Directive »
In the listing of works by Nina Laisné, what materials were used for the drawing "Naundorff and the tympanon player"?

Selected text »
Nina Laisné

(FR)
Nina Laisné
Photo 1: Nina Laisné © Cleo Bouza | Next photos : Nina Laisné - L'air des infortunés, 2019, collection Frac Franche-Comté © Biennale Son, photo : Olivier Lovey

La joueuse de tympanon, 2019

Photomechanical reproduction: digital file to be printed on variable support, variable dimensions

Air n°6 [Complaints d'une femme auprès du berceau de son fils], 2019

Sculpture: Brass clockwork on base under glass globe, 27.4 x 17 x 17 cm

L'Air des infortunés, 2019

Video projection: color video and sound, in video projection, 12'.

Naundorff and the tympanon player, 2019

Drawing: pencil, Indian ink and watercolor on paper, 29.8 x 41.8 cm (unframed), 37 x 48.5 x 3 cm (framed)

Data »
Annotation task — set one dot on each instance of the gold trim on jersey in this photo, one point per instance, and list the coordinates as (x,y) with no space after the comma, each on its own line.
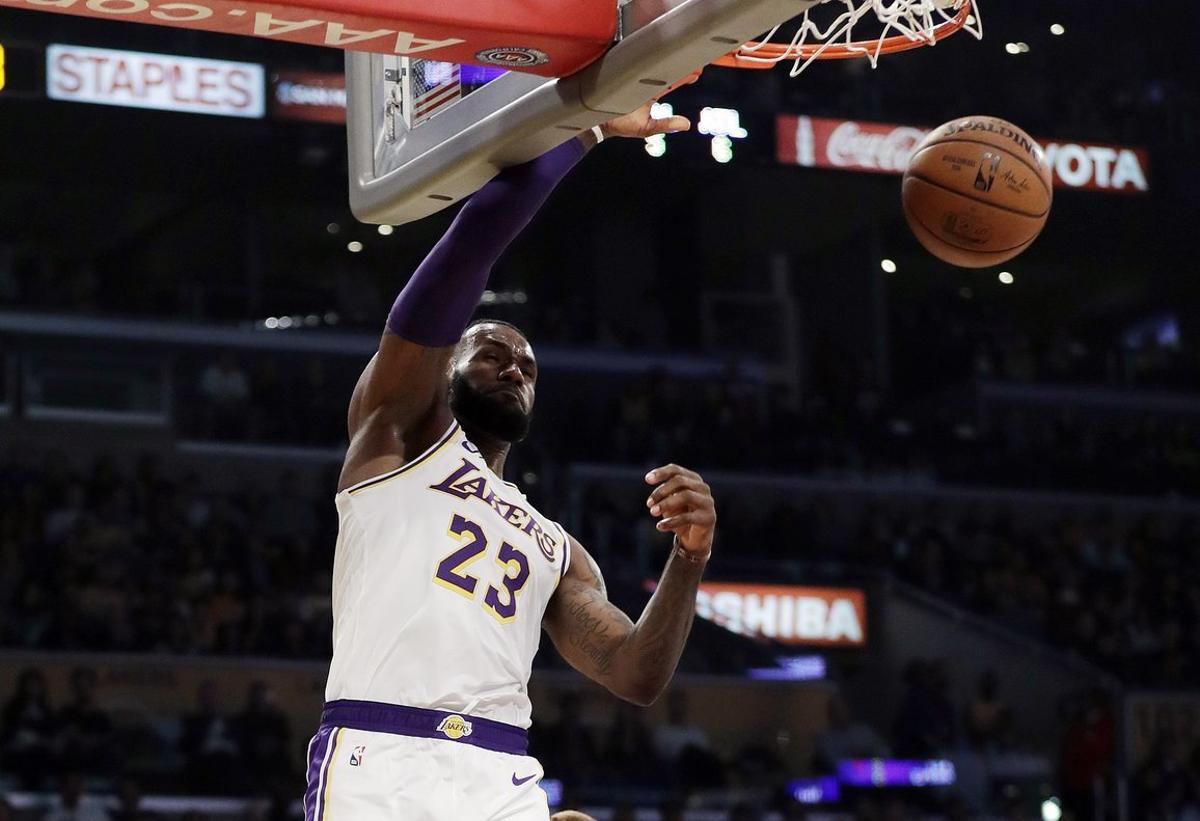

...

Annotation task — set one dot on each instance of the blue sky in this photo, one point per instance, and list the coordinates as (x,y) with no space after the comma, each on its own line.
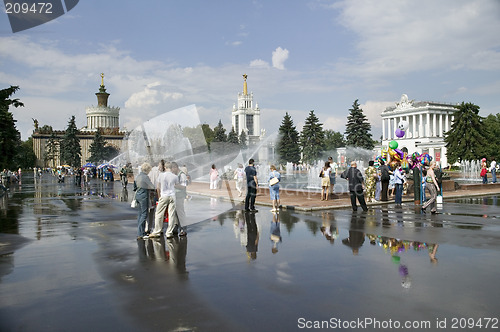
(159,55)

---

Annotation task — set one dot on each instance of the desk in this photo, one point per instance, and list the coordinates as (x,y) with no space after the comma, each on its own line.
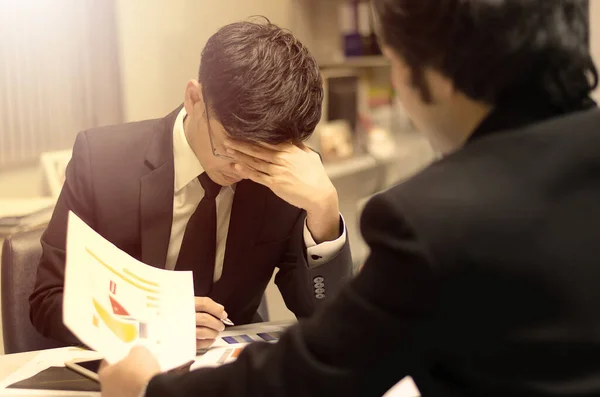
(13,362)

Right answer »
Pencil, Indian ink and watercolor on paper.